Convert the material below into a numbered list, one line per item, with blank lines dropped.
** Begin GIVEN RECORDS **
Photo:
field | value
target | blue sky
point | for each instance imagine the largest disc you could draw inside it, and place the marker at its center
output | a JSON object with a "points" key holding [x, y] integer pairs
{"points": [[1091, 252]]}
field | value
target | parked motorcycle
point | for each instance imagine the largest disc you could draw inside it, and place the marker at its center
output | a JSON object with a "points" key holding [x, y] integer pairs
** End GIVEN RECORDS **
**CORRECT OUTPUT:**
1. Photo:
2. field | value
3. target | blue sky
4. point | for each instance imagine the largest disc you could draw inside it, and place the marker at its center
5. output | a JSON object with a "points" key holding [x, y] integer pairs
6. {"points": [[1091, 252]]}
7. field | value
8. target | parked motorcycle
9. point | for each instance imagine the largest disc you could draw inside it, and place the marker at its center
10. output | a JSON object with a "points" key holding [x, y] integer pairs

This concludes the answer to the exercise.